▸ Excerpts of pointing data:
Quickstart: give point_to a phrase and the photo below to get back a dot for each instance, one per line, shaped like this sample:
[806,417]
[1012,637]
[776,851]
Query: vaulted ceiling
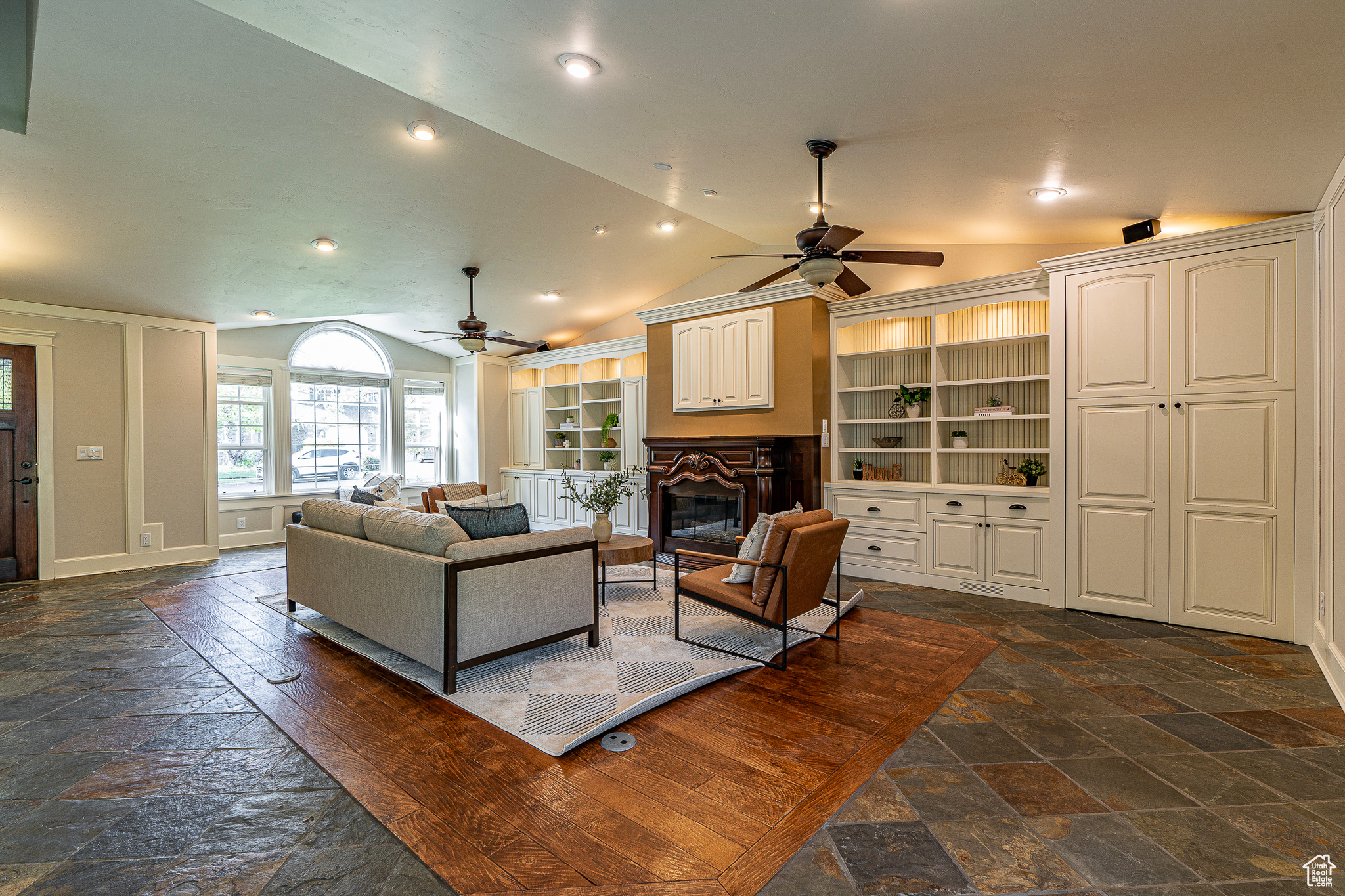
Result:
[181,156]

▸ TASK DESCRIPTION: Swap "Query" for "Prompt" throughout the listing and write the listing out again with nothing else changed. Omit the pictures.

▸ REPLY TO THE EXERCISE:
Quickstart: give point_to a phrase and the photo below to get back a dot for each instance, one per line, shaped like this sample:
[806,417]
[1012,637]
[776,851]
Prompt: vaulted ceiling
Result:
[181,156]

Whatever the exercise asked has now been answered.